Saved entries

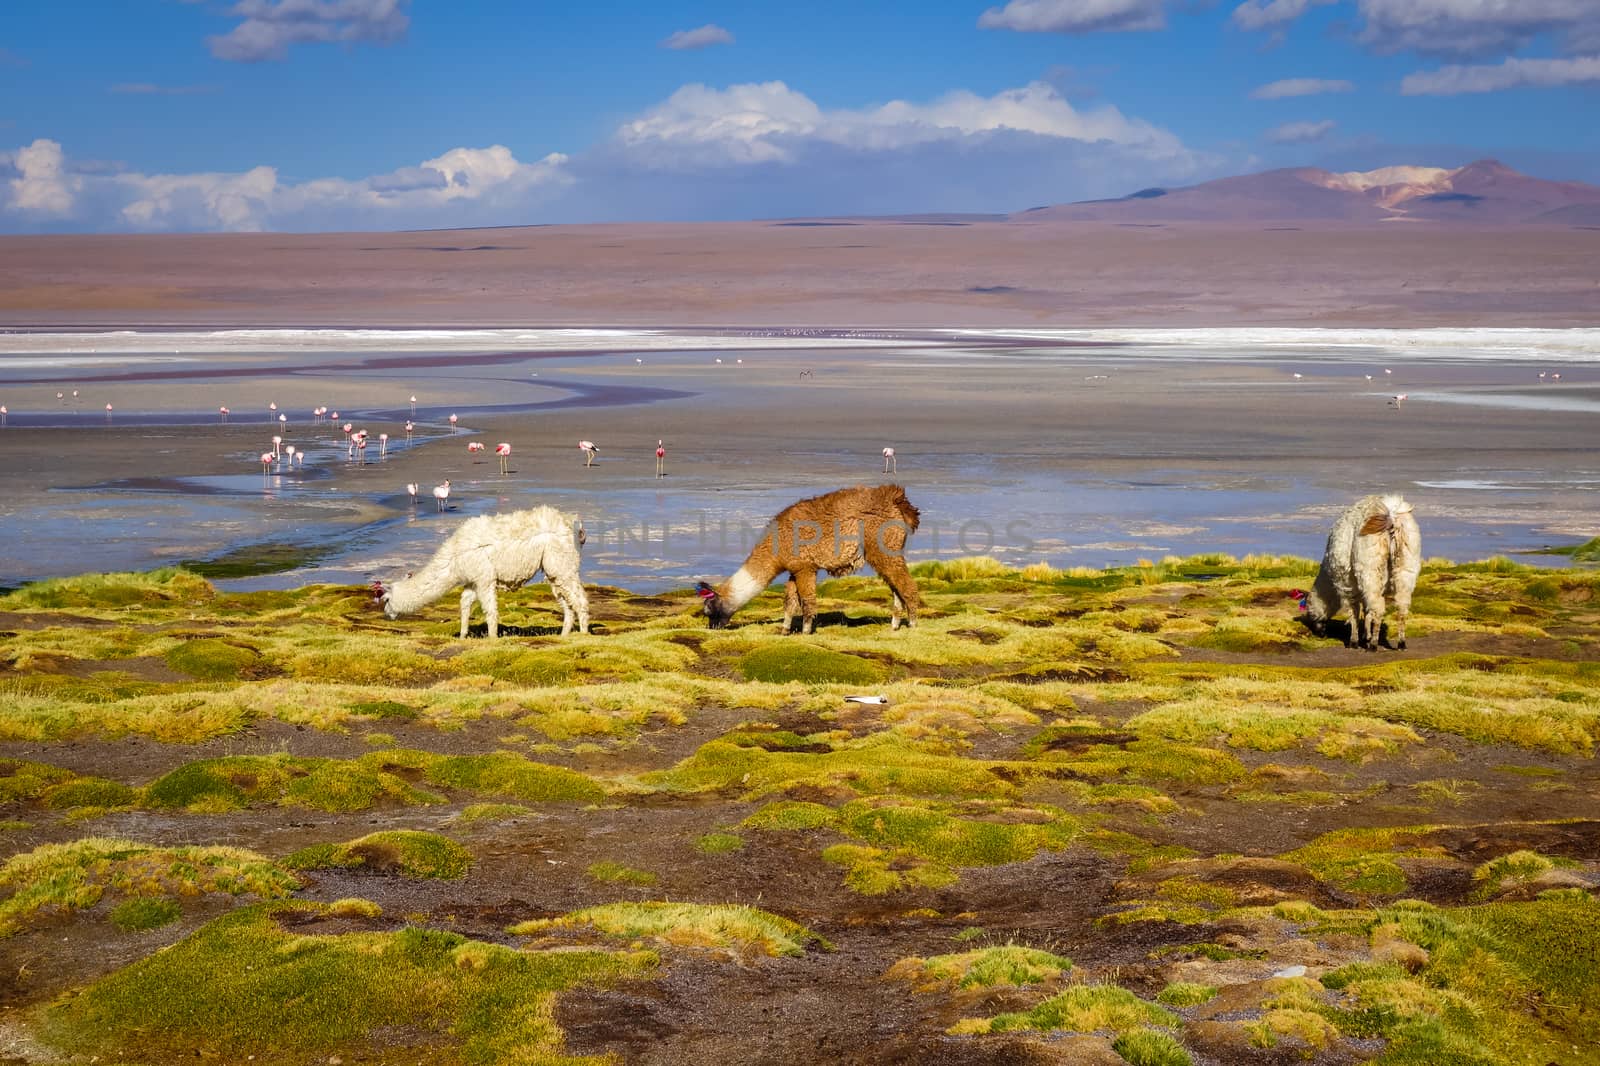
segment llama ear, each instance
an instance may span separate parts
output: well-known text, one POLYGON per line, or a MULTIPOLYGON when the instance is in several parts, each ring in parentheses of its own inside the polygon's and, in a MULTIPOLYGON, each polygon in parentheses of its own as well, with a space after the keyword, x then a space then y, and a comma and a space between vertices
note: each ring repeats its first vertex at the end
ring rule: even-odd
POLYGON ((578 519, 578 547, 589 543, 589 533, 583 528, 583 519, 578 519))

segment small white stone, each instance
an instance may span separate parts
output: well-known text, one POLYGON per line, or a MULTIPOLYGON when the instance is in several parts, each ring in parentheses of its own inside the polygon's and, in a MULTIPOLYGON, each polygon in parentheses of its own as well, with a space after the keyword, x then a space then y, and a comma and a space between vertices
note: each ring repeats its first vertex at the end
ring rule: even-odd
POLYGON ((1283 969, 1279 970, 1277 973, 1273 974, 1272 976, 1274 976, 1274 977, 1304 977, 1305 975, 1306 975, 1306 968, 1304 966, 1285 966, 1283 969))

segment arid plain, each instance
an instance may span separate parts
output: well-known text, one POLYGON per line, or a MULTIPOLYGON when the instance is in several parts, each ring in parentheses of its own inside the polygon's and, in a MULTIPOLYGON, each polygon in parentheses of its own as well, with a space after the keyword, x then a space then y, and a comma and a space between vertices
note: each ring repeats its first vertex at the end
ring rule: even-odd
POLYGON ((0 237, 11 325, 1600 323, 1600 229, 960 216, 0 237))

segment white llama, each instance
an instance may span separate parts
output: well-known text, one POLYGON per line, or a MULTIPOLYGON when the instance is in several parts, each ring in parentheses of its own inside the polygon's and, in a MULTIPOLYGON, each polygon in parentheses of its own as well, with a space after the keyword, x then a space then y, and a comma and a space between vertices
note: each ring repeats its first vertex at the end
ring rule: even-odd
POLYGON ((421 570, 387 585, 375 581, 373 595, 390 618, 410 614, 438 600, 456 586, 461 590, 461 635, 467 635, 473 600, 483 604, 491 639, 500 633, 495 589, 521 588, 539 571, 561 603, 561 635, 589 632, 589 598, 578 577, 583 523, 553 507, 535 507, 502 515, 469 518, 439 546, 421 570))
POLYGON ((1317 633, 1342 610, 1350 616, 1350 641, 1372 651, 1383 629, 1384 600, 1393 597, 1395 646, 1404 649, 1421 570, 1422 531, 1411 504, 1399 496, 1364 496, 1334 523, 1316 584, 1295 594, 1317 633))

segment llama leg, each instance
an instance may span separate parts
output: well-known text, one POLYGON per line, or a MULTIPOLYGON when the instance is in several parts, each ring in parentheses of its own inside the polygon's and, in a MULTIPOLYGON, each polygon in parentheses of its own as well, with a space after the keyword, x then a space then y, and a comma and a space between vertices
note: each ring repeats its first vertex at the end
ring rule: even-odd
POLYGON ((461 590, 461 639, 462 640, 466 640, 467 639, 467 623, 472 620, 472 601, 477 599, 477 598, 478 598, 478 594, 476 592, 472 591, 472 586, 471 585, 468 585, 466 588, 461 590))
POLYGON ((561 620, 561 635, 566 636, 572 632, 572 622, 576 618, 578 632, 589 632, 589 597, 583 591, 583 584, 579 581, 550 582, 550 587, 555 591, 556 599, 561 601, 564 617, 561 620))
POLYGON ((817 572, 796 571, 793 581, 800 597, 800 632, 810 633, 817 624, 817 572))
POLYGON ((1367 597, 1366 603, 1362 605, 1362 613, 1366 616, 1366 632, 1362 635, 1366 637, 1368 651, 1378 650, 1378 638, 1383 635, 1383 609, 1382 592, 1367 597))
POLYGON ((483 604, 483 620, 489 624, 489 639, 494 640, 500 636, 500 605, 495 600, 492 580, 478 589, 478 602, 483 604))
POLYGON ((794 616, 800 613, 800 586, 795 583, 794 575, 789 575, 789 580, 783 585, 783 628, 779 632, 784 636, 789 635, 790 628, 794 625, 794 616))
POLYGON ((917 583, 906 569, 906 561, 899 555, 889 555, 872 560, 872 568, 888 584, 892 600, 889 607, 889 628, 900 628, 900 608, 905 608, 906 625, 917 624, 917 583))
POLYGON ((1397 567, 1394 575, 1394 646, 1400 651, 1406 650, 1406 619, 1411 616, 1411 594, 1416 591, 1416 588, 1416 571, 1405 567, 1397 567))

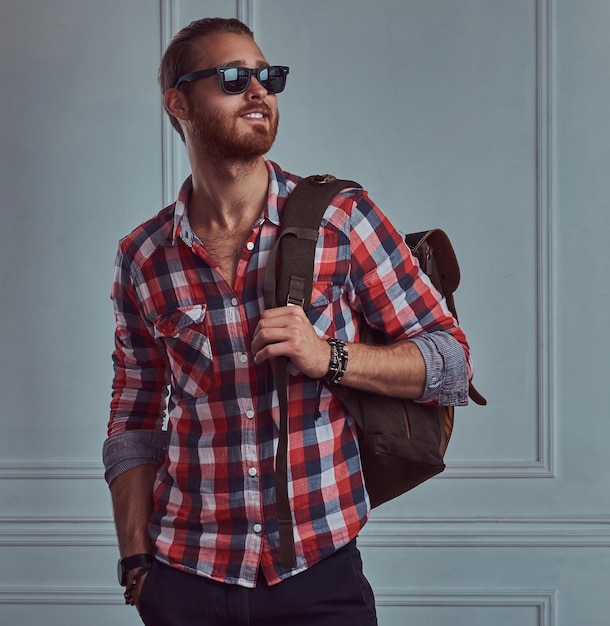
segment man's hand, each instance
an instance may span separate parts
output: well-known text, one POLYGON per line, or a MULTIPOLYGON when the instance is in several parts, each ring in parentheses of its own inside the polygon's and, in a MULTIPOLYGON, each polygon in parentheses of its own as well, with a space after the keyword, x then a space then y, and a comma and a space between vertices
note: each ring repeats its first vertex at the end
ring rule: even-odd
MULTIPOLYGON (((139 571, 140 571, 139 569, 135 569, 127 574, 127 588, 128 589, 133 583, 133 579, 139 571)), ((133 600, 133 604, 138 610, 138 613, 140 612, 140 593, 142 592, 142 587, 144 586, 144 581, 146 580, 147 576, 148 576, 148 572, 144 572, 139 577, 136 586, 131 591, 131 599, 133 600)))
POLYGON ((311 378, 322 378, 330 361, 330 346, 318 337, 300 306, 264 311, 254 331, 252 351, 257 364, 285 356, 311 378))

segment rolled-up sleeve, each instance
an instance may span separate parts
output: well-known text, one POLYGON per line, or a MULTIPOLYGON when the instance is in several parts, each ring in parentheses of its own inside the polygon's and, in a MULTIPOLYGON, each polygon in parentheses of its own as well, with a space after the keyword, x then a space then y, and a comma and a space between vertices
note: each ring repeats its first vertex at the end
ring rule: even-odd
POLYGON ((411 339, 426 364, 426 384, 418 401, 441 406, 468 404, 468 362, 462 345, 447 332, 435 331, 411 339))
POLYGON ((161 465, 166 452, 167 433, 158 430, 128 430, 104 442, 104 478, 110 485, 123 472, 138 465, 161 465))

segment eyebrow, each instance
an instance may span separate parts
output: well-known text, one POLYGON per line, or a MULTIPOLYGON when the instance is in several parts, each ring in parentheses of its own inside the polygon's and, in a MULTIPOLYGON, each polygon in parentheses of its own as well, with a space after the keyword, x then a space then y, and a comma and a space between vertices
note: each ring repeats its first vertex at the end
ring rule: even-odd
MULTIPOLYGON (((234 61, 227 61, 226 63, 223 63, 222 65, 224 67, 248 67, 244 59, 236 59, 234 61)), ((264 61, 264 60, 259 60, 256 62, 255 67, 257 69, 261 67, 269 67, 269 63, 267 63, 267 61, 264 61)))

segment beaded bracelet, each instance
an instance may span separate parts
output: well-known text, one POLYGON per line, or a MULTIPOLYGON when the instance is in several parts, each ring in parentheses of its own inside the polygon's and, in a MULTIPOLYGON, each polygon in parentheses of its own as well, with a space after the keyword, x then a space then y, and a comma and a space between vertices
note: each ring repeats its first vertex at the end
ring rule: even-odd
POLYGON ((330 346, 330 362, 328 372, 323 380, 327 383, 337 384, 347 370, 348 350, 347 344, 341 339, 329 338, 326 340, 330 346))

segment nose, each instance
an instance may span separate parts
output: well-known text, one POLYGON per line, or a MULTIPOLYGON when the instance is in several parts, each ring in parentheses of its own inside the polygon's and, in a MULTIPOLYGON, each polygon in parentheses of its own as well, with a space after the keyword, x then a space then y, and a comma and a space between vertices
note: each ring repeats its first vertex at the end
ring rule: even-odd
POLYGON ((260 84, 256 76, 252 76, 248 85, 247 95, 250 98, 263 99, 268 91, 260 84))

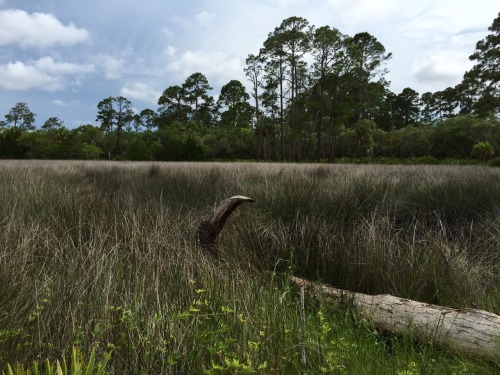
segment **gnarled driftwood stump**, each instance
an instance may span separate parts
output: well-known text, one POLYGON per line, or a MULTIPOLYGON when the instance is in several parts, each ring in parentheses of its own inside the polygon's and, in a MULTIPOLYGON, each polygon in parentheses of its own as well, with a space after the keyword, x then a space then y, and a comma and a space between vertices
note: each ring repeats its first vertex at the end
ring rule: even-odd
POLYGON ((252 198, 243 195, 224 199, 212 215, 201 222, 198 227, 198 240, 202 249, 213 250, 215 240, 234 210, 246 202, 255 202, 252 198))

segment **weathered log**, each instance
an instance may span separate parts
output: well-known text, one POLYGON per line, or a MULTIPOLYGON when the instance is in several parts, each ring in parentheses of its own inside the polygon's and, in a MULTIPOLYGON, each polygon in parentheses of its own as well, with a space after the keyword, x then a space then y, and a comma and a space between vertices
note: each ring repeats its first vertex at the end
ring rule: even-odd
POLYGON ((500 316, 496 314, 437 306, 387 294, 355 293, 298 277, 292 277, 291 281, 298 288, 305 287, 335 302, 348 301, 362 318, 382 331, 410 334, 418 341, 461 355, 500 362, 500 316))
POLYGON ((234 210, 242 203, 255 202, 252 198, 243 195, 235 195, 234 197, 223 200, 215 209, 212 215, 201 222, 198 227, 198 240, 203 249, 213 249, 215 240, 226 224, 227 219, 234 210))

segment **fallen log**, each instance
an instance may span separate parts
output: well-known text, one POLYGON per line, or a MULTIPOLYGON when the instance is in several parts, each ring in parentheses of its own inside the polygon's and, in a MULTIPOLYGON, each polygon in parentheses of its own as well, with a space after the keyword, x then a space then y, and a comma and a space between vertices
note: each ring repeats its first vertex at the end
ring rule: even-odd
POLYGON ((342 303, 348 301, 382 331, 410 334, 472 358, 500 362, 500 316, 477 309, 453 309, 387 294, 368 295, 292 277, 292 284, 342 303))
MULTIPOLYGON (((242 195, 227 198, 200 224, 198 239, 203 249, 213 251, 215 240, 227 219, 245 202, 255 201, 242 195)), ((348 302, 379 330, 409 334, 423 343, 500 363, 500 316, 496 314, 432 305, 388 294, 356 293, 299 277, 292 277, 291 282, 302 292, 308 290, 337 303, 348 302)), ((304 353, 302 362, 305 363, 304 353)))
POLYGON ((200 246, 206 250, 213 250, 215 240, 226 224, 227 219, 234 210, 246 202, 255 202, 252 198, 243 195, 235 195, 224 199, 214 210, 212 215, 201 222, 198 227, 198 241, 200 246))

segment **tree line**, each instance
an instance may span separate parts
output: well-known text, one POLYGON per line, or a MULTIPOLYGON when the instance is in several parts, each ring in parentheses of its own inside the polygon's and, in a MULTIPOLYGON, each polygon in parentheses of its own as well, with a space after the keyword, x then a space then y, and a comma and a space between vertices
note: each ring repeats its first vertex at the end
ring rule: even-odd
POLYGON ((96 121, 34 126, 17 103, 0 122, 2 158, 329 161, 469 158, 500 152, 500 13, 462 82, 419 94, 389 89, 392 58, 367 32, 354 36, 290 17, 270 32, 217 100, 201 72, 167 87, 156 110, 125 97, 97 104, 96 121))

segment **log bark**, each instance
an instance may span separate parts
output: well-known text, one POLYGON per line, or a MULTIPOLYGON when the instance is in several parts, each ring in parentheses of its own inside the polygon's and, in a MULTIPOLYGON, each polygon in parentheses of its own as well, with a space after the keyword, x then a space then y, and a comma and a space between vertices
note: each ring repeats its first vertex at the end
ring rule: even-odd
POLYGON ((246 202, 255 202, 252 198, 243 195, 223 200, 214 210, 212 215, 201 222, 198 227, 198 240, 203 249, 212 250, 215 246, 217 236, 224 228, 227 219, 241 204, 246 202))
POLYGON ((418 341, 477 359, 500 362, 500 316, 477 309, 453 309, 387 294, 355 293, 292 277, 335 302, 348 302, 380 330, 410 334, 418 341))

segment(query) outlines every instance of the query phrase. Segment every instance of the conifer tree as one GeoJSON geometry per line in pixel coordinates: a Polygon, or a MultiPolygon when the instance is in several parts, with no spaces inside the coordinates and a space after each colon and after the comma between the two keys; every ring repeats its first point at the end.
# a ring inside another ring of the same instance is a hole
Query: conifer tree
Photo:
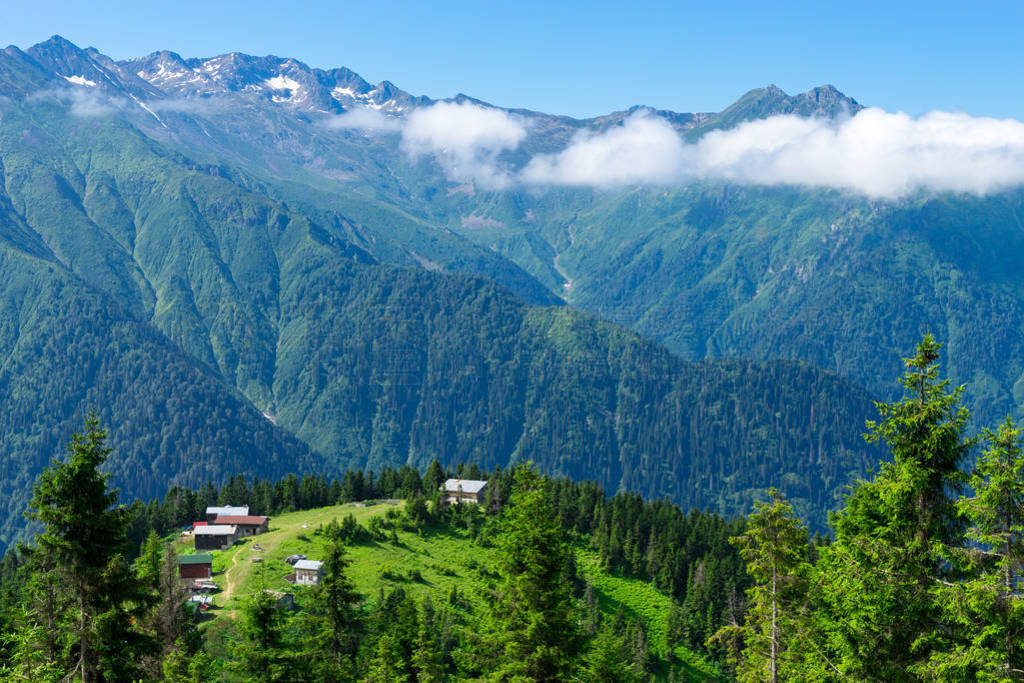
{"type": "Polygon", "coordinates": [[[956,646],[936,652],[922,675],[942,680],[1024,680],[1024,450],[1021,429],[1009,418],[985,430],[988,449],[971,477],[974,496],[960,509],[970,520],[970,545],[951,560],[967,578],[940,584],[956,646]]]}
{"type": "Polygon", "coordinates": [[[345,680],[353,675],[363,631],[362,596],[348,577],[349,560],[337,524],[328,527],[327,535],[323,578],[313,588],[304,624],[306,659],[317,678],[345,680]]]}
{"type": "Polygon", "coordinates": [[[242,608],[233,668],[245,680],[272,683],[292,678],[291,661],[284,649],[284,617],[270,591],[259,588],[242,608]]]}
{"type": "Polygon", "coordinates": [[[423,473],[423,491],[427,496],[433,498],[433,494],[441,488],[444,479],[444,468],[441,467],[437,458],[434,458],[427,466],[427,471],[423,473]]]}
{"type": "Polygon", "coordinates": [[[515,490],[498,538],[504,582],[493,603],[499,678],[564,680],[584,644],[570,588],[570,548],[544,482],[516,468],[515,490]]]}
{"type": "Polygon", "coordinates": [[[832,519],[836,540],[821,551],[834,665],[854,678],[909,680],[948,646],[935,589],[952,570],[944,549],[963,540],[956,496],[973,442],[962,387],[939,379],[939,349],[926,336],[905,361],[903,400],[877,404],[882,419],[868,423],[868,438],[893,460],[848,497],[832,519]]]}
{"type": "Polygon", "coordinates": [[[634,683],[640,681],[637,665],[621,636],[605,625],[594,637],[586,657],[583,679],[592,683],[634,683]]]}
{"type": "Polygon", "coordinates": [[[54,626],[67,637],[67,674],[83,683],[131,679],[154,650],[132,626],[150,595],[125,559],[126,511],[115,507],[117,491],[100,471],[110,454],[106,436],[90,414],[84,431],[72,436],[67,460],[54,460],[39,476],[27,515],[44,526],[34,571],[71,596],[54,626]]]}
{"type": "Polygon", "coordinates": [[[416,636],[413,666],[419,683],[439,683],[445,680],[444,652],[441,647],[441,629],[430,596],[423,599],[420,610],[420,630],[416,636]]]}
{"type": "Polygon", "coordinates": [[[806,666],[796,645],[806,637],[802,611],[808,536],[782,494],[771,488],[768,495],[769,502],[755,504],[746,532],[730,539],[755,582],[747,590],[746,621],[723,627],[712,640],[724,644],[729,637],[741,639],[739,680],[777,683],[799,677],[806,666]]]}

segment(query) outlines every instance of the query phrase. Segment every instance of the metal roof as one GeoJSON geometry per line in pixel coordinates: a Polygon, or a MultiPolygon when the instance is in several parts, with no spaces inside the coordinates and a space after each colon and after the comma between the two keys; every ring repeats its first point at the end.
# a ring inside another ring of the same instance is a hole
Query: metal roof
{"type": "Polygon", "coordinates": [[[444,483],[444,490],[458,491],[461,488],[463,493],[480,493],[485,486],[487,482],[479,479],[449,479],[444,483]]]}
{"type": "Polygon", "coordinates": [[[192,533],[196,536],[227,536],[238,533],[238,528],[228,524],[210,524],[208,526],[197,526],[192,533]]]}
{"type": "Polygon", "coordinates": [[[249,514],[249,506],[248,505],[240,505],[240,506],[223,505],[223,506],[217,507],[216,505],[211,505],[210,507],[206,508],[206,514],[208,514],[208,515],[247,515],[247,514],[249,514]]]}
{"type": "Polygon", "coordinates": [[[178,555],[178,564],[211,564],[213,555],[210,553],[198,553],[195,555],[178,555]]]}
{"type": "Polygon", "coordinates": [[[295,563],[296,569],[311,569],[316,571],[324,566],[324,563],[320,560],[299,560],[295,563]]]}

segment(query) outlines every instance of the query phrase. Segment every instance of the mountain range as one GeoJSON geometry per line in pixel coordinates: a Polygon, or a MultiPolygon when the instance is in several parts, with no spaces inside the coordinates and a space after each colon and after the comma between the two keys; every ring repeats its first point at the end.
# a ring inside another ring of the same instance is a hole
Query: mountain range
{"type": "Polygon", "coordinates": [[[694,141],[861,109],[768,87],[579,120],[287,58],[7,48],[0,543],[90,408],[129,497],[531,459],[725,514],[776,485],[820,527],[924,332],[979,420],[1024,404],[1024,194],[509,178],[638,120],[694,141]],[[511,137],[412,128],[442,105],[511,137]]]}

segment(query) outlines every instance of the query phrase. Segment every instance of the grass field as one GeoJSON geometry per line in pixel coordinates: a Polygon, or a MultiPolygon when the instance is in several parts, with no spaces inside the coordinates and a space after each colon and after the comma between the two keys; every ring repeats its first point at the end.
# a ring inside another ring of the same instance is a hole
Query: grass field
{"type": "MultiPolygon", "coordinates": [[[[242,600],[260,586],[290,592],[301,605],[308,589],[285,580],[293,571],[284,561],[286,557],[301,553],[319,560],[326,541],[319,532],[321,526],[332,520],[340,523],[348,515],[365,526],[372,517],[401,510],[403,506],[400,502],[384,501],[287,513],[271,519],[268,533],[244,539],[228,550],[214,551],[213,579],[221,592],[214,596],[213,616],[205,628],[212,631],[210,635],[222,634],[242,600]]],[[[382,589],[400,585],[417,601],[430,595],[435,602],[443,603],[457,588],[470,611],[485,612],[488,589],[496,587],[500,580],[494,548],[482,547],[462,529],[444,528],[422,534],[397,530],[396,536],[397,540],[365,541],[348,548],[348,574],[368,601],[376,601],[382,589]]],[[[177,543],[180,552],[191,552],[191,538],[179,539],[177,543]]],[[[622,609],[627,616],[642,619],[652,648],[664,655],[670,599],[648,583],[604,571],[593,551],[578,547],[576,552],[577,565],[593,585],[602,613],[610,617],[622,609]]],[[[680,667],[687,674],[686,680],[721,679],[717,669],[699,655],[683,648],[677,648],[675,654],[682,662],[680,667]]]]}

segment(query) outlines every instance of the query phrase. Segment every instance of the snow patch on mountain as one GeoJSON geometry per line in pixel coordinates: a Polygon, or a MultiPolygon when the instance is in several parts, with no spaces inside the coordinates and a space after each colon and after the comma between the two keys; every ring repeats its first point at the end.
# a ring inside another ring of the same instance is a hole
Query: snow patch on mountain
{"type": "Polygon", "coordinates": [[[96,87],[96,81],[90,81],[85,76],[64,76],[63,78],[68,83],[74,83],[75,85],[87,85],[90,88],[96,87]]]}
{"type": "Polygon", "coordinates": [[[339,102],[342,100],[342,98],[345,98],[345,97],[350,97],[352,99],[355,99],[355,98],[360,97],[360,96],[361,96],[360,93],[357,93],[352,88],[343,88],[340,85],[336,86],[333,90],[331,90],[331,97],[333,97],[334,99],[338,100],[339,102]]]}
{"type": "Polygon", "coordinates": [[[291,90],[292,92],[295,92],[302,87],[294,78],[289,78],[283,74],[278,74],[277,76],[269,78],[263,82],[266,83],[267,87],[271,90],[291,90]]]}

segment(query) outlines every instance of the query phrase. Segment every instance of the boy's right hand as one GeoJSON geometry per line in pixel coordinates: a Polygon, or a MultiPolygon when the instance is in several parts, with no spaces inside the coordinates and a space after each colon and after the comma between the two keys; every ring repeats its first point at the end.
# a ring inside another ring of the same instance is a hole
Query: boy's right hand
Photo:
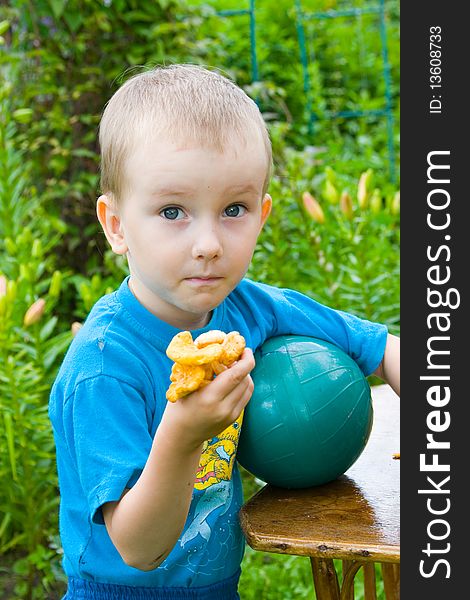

> [WORK TO BE COMPLETED]:
Within the data above, how many lines include the string "right"? Only the number is required.

> [SOLUTION BELOW]:
2